_Work instructions_. Lines in which "Return" appears should be pulled from the data below.

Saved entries
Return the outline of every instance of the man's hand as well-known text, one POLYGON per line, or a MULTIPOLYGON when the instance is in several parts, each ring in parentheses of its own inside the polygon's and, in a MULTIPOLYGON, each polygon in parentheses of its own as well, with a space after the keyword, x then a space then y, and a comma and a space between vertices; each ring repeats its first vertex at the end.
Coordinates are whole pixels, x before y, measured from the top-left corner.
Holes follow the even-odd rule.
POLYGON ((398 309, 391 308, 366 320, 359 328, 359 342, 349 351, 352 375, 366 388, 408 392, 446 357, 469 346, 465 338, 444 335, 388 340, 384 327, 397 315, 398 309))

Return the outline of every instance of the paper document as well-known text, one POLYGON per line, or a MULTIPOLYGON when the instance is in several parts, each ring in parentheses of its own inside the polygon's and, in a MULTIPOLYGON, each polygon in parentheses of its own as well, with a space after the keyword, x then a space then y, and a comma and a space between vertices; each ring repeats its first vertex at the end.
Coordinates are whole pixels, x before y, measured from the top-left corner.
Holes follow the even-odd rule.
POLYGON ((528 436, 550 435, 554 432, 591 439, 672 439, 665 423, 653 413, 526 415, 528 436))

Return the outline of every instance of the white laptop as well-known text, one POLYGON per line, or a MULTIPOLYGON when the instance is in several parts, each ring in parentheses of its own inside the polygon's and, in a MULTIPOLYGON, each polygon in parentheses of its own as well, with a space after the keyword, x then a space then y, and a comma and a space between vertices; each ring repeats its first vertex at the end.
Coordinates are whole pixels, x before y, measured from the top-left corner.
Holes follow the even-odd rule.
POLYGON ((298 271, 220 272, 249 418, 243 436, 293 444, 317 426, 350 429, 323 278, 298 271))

_Exercise solution_.
Return the outline of every instance of the man's hand as well-known text, one POLYGON per line, or a MULTIPOLYGON when the instance is in several parts, each ring in parentheses of its own inside the polygon's and, in a MULTIPOLYGON, each polygon in parentheses of its own as well, with a space after the keyword, x then a space then y, and a comma and a space between vertices; each ring repeats its first vertex at the end.
Return the outline of every instance of the paper document as well-known text, one POLYGON per line, or a MULTIPOLYGON when the instance is in several parts, each ring in parentheses of its own inside the polygon's and, in a MULTIPOLYGON, each polygon in parentheses of its own as well, with a space after the keyword, x then a space then y, and a comma and a space between vertices; each ring repeats its first vertex at the end.
Return the outline of every instance of the white laptop as well-known text, one POLYGON per line, or a MULTIPOLYGON when the instance is in several parts, each ring in parentheses of its own inside the polygon's and, in a MULTIPOLYGON, each polygon in parentheses of its own as well, with a space after the keyword, x then a space then y, and a comma and a space between vertices; each ring repeats its first vertex at the end.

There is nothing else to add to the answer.